◆ **TEXT SEGMENT**:
────────────────

Setup
Create a new directory python/src/shapes_methods and add a new main.py file there. Since you already know @dataclass from Chapter 4, we will use it here. Methods work on dataclasses in exactly the same way as on any class. Copy the following starter code into your file.
from dataclasses import dataclass, field
import math
@dataclass
class Rectangle:
width: float = 0.0
height: float = 0.0
x1: float = 0.0
y1: float = 0.0
rotation: float = 0.0
def __post_init__(self) -> None:
if self.width < 0.0 or self.height < 0.0:
raise ValueError("width and height must be nonnegative.")
@dataclass
class Circle:
x1: float = 0.0
y1: float = 0.0
radius: float = 0.0
def __post_init__(self) -> None:
if self.radius < 0.0:
raise ValueError("radius must be nonnegative.")
def main() -> None:
r = Rectangle(width=3.0, height=4.0)
c = Circle(x1=0.0, y1=0.0, radius=2.0)
print(r)
print(c)
if __name__ == "__main__":
main()
The __post_init__ method is called automatically by @dataclass immediately after the generated __init__ sets all the attributes. It is a convenient place to add validation logic that should run every time an object is created.
Area methods
In the previous code along, we wanted to compute the areas of our shapes, but since Python does not allow two functions in the same file to share the same name, we were forced to give our area functions different names.
def area_rectangle(r: Rectangle) -> float:
"""
Compute the area of a given rectangle.
"""
return r.width * r.height
def area_circle(c: Circle) -> float:
"""
Compute the area of a circle.
"""
return 3.0 * (c.radius ** 2)

────────────────

◆ **REQUIREMENTS**:
Answer these questions using the Python tutorial:
(a) What new directory should be created for the main.py file?
(b) According to the tutorial, when does @dataclass call the __post_init__ method?
(c) Why were the area functions in the previous code along given different names?
The listing that comes next is separate material with no connection to the Python tutorial.

Location identification listing
────────────────

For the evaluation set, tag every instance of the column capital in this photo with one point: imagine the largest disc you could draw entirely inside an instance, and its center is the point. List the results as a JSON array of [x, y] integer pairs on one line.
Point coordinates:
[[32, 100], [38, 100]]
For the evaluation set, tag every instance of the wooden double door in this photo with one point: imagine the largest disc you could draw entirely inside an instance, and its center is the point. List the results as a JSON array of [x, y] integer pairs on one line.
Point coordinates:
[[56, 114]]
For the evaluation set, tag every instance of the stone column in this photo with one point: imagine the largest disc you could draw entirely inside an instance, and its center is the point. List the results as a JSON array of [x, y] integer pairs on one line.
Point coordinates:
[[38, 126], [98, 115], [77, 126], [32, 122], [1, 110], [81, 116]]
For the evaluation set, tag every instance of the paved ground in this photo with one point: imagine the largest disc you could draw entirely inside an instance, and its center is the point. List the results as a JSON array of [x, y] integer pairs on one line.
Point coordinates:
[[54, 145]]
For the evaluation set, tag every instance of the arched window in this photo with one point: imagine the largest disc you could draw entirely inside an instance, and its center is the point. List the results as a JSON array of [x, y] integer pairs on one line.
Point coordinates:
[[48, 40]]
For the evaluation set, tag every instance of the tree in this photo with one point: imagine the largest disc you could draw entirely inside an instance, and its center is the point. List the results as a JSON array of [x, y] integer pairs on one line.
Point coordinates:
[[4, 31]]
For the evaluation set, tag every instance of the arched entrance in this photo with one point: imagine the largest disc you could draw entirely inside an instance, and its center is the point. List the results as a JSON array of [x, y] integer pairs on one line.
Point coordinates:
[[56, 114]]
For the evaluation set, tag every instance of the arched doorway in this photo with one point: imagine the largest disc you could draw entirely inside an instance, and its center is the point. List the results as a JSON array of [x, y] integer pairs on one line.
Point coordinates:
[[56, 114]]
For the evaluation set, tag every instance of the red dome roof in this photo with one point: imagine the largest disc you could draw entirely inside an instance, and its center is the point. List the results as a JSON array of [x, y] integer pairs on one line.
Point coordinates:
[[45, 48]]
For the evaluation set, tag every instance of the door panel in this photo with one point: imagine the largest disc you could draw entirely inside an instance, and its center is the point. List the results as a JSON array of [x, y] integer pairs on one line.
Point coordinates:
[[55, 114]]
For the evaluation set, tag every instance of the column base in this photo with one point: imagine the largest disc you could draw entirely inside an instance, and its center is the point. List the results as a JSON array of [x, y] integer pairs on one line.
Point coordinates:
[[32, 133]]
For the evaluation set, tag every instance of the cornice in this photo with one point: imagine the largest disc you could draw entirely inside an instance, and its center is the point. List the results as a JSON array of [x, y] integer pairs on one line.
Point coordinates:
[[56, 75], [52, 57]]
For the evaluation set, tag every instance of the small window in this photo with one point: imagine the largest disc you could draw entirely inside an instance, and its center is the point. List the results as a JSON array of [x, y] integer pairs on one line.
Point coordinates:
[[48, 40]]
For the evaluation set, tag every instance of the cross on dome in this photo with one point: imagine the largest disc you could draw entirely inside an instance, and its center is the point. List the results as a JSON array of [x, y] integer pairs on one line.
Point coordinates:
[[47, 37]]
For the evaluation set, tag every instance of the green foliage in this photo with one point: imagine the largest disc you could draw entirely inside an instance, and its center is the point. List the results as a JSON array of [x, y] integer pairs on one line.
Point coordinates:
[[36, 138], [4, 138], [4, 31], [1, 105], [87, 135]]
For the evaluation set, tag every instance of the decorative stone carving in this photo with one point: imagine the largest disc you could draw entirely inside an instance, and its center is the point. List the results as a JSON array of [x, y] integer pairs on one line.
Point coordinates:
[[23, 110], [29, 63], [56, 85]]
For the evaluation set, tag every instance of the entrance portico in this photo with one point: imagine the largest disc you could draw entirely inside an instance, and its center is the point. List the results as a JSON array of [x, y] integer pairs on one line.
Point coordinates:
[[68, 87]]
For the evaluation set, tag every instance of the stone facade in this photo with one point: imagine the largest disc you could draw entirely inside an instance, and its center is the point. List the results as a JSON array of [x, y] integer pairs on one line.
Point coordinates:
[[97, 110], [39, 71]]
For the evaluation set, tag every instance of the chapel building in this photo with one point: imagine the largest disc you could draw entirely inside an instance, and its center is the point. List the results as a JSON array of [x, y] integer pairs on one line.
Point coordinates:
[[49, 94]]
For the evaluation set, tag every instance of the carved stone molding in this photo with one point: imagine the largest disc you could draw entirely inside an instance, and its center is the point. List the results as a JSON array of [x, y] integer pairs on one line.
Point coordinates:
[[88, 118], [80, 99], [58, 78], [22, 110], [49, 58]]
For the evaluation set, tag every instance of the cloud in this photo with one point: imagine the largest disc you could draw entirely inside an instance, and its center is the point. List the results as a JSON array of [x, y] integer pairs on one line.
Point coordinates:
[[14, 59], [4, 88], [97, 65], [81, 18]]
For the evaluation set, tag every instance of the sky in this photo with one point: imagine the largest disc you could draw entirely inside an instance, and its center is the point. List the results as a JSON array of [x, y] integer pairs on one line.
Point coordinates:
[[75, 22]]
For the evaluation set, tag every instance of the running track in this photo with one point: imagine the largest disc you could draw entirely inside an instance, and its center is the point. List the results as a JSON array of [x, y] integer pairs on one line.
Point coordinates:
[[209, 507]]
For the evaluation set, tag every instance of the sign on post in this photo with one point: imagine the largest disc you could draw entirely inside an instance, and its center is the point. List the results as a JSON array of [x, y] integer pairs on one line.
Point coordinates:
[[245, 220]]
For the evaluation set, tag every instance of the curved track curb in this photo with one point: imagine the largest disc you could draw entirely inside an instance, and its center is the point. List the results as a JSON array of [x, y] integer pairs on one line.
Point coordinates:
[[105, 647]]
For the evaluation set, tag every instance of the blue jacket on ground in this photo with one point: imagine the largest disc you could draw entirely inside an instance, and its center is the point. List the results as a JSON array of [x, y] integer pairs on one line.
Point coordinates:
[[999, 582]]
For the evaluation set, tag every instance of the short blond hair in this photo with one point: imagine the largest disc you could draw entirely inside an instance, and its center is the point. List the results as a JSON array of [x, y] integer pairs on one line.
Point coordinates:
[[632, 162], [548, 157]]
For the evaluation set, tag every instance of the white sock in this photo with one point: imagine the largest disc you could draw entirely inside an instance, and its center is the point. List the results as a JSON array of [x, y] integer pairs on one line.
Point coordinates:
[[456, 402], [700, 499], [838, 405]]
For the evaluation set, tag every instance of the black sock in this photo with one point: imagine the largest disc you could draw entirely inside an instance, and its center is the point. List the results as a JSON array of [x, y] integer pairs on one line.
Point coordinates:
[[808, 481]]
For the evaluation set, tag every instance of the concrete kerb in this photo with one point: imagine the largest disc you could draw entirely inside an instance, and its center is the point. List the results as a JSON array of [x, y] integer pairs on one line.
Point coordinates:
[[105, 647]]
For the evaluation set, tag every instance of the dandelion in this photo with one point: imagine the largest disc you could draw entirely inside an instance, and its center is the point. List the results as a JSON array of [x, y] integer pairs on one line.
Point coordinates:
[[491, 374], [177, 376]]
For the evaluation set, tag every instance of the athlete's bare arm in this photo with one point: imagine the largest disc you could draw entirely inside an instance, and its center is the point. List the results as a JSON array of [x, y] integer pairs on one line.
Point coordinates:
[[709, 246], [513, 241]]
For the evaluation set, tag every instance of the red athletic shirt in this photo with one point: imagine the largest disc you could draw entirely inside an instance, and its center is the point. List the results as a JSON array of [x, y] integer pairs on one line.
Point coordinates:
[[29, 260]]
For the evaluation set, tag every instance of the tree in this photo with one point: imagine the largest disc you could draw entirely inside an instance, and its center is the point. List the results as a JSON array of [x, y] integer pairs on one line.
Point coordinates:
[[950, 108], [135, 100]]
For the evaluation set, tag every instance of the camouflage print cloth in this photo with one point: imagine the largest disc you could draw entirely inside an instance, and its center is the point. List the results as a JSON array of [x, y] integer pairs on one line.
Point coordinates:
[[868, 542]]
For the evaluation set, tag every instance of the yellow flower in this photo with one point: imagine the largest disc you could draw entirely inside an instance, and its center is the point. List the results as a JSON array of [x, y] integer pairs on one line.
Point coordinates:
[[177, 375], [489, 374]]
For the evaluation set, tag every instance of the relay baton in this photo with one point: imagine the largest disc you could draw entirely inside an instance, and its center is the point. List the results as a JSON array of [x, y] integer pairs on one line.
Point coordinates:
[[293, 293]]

────────────────

◆ **REPLY**:
(a) python/src/shapes_methods
(b) It is called automatically, immediately after the generated __init__ sets all the attributes.
(c) Python does not allow two functions in the same file to share the same name.